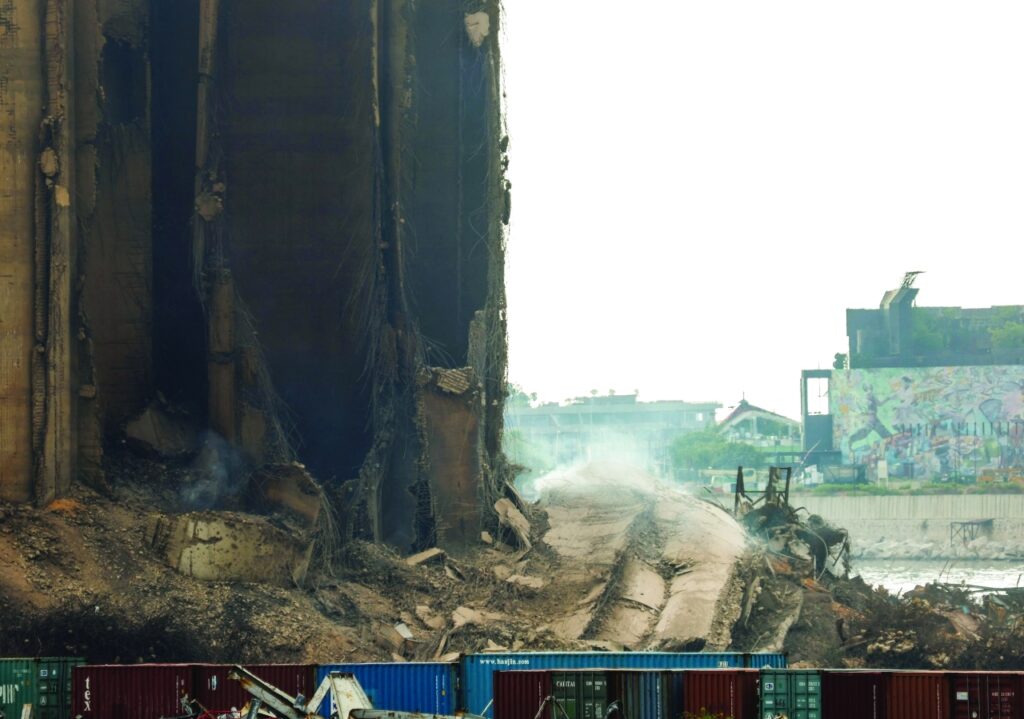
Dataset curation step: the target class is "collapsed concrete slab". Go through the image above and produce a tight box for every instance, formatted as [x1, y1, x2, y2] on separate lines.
[148, 512, 313, 586]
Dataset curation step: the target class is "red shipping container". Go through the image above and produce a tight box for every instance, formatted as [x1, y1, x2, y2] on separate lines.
[72, 664, 194, 719]
[682, 670, 757, 719]
[823, 671, 886, 719]
[192, 665, 316, 712]
[951, 673, 1021, 719]
[494, 671, 552, 719]
[888, 672, 949, 719]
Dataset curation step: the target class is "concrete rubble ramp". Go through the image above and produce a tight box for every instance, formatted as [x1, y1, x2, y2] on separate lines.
[536, 461, 747, 650]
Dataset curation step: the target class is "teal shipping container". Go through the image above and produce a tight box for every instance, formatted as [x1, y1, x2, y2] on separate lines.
[760, 669, 822, 719]
[0, 658, 84, 719]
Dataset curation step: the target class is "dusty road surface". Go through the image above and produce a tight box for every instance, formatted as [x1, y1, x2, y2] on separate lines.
[537, 462, 748, 649]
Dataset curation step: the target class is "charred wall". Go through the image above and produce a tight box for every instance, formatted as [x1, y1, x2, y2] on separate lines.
[220, 0, 375, 483]
[0, 0, 511, 558]
[0, 0, 45, 503]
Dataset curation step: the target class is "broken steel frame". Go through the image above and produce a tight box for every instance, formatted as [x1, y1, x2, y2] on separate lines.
[734, 465, 792, 515]
[950, 519, 994, 547]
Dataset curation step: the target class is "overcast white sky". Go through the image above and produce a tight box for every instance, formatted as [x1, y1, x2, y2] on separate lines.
[501, 1, 1024, 419]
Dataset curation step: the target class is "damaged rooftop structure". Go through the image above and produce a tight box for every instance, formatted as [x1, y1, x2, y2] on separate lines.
[0, 0, 511, 553]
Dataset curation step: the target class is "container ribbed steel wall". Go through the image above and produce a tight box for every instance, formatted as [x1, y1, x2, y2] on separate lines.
[72, 664, 194, 719]
[316, 663, 458, 716]
[681, 670, 758, 719]
[460, 652, 783, 717]
[951, 673, 1021, 719]
[887, 671, 949, 719]
[822, 671, 887, 719]
[493, 670, 551, 719]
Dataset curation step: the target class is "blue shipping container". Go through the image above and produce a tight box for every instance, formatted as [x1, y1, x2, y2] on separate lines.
[461, 653, 786, 718]
[316, 663, 458, 716]
[744, 653, 787, 669]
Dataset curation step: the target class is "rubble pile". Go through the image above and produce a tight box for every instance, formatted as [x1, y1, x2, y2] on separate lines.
[3, 452, 1024, 669]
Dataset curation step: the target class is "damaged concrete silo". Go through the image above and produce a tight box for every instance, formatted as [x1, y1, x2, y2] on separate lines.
[0, 0, 512, 554]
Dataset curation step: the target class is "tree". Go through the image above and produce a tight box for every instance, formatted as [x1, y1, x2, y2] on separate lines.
[670, 429, 764, 472]
[991, 321, 1024, 351]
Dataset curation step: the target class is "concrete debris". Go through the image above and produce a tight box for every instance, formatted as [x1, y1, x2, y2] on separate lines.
[464, 11, 491, 47]
[125, 402, 200, 458]
[424, 367, 476, 396]
[494, 497, 532, 550]
[444, 559, 466, 580]
[405, 547, 446, 566]
[451, 605, 504, 629]
[480, 530, 493, 544]
[415, 605, 447, 630]
[252, 463, 323, 529]
[377, 621, 408, 652]
[394, 622, 414, 640]
[506, 574, 545, 590]
[148, 512, 313, 586]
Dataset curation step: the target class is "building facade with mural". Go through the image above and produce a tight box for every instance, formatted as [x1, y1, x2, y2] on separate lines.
[801, 275, 1024, 481]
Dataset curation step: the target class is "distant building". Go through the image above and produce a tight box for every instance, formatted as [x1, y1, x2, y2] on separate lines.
[505, 394, 720, 475]
[801, 276, 1024, 481]
[718, 399, 801, 451]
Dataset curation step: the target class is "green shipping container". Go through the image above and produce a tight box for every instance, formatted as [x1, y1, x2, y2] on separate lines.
[760, 669, 821, 719]
[0, 658, 84, 719]
[553, 673, 579, 719]
[579, 673, 608, 719]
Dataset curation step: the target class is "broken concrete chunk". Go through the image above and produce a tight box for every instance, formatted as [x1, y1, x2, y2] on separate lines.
[494, 498, 532, 550]
[378, 621, 407, 652]
[405, 547, 445, 566]
[416, 605, 447, 631]
[149, 512, 312, 586]
[481, 530, 493, 544]
[451, 605, 504, 628]
[506, 574, 546, 590]
[125, 402, 199, 458]
[492, 564, 513, 580]
[452, 606, 481, 628]
[394, 622, 414, 640]
[464, 11, 490, 47]
[252, 463, 322, 529]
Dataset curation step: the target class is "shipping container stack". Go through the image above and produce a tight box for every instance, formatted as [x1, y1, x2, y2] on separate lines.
[461, 651, 786, 718]
[7, 654, 1024, 719]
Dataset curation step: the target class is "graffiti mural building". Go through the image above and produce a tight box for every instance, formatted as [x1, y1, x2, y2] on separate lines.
[800, 274, 1024, 480]
[831, 366, 1024, 480]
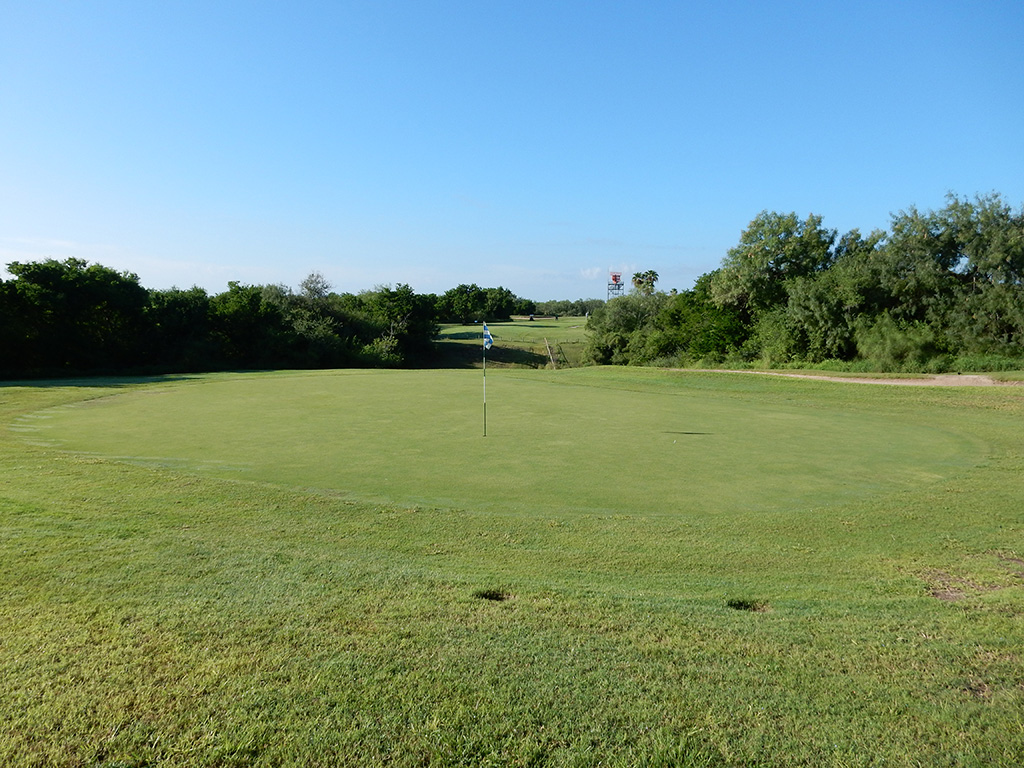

____

**WHAT THIS TASK INVOLVES**
Return the data word for word without its pictures.

**EXPECTED ANSWER**
Dataset curation step: the target class is "collapsed concrete slab". Go through the image above and produce a tight box for every instance, formatted as [x1, y1, x2, y2] on separate lines.
[148, 512, 313, 586]
Dataset curation step: the target class is "red shipping container". Go through the image above and produce a tight box for every instance, formatted as [x1, y1, x2, y2] on separate lines.
[72, 664, 194, 719]
[682, 670, 757, 719]
[823, 671, 886, 719]
[192, 665, 316, 712]
[951, 673, 1021, 719]
[494, 671, 552, 719]
[888, 672, 949, 719]
Dataset curation step: the target class is "concrete rubble ramp". Go through the image above and produce a tight box for every instance, formatted as [x1, y1, x2, y2] on separate lines.
[536, 461, 747, 650]
Dataset curation step: the target class is "teal shipping container". Go through the image above and produce a tight box for every instance, formatted as [x1, y1, x2, y2] on separate lines.
[760, 669, 822, 719]
[0, 658, 84, 719]
Dataset curation step: the target class is "dusty road surface". Go through the image above and produce a tight box for every instance, formatted as [x1, y1, x2, y2] on separate lines.
[537, 462, 748, 649]
Dataset curation step: the target class is "charred wall". Go through the image above and produce a tight box for every instance, formatted as [x1, y1, x2, y2] on separate lines.
[220, 0, 375, 483]
[0, 0, 511, 558]
[0, 0, 45, 503]
Dataset curation step: the target class is "broken steel frame". Go through the image above and produce a tight box for every instance, formatted as [x1, y1, x2, y2] on separate lines.
[734, 465, 792, 515]
[950, 519, 994, 547]
Dataset curation step: the target class is "overcast white sky". Go through the image above and produce a tight box for every instance, formatted as [x1, y1, x2, y2] on separate lines.
[501, 1, 1024, 419]
Dataset curation step: the target class is "damaged rooftop structure". Go through the image above and produce a tight box for every instance, formatted as [x1, y1, x2, y2] on separate lines.
[0, 0, 511, 553]
Dataset curation step: the target class is "container ribbed steel wall". Go through the image above and produce a tight box for every instance, formatted as [x1, y1, x2, y2] on separate lines.
[72, 664, 194, 719]
[316, 663, 458, 716]
[681, 670, 758, 719]
[460, 652, 783, 717]
[951, 673, 1021, 719]
[887, 671, 949, 719]
[822, 671, 887, 719]
[493, 670, 551, 719]
Dataset curation step: the target class is "blue shipping container". Go through the image above and produce a tight box for every instance, formatted as [x1, y1, x2, y2] on separate lines.
[461, 653, 786, 718]
[316, 663, 458, 716]
[744, 653, 787, 669]
Dataset curation step: the target class is "rubble pile". Go through the image above and produce a tight box for every instance, formatted as [x1, y1, x2, y2] on separate lines.
[3, 452, 1024, 669]
Dataset curation step: the target class is "damaged concrete silo". Go through the image above and produce a tight box for every instance, formatted as [x1, y1, x2, y2] on separate lines.
[0, 0, 512, 554]
Dataset curation step: the target class is "tree". Go through the image above and produce a tight box for every instance, formatted as [x1, y1, x2, y2] on separate lines.
[670, 429, 764, 472]
[991, 321, 1024, 351]
Dataset curation step: the target class is "concrete debris". Go through the image above and produce a tight box for every instance, formatted as [x1, y1, x2, y2] on separate lines.
[464, 11, 491, 47]
[125, 402, 200, 458]
[424, 367, 476, 396]
[494, 497, 532, 550]
[444, 559, 466, 580]
[405, 547, 446, 566]
[451, 605, 504, 629]
[480, 530, 493, 544]
[415, 605, 447, 630]
[252, 463, 323, 529]
[377, 621, 408, 652]
[394, 622, 414, 640]
[506, 574, 545, 590]
[148, 512, 313, 586]
Dataset curation step: the target class is "building facade with mural". Go through the image above and produce a tight box for every instance, formatted as [x1, y1, x2, y2] on separate lines.
[801, 275, 1024, 481]
Dataset curation step: the target class is "distant building". Go through the image above and produce a tight box for every instance, formatted as [x1, y1, x2, y2] on separate lines.
[505, 394, 720, 475]
[801, 276, 1024, 481]
[718, 399, 801, 451]
Dataset curation step: the target class is "green shipping container". Go through the image above and produce a tight box for every instance, formatted as [x1, y1, x2, y2] on separate lines.
[760, 669, 821, 719]
[0, 658, 84, 719]
[553, 673, 579, 719]
[579, 673, 608, 719]
Dataset curation step: the target class is "broken concrete chunk". Go through the image above and produce a tight box for every instance, formatted as [x1, y1, x2, y2] on separate lines.
[494, 498, 532, 550]
[378, 621, 407, 652]
[405, 547, 445, 566]
[416, 605, 447, 631]
[149, 512, 312, 586]
[481, 530, 493, 544]
[451, 605, 504, 628]
[506, 574, 546, 590]
[125, 402, 199, 458]
[492, 564, 513, 580]
[452, 606, 481, 628]
[394, 622, 414, 640]
[464, 11, 490, 47]
[252, 463, 322, 529]
Dataset curation step: the target class is "shipping container stack". Go through the image above and produce a tight box for every instance, formatted as [x1, y1, x2, y2] on separate lines.
[461, 651, 786, 718]
[7, 654, 1024, 719]
Dataset curation step: the target class is "graffiti mural building". Go through the image above and produce a tight box for every instance, formatted as [x1, y1, x2, y2] on separate lines.
[800, 274, 1024, 480]
[831, 366, 1024, 480]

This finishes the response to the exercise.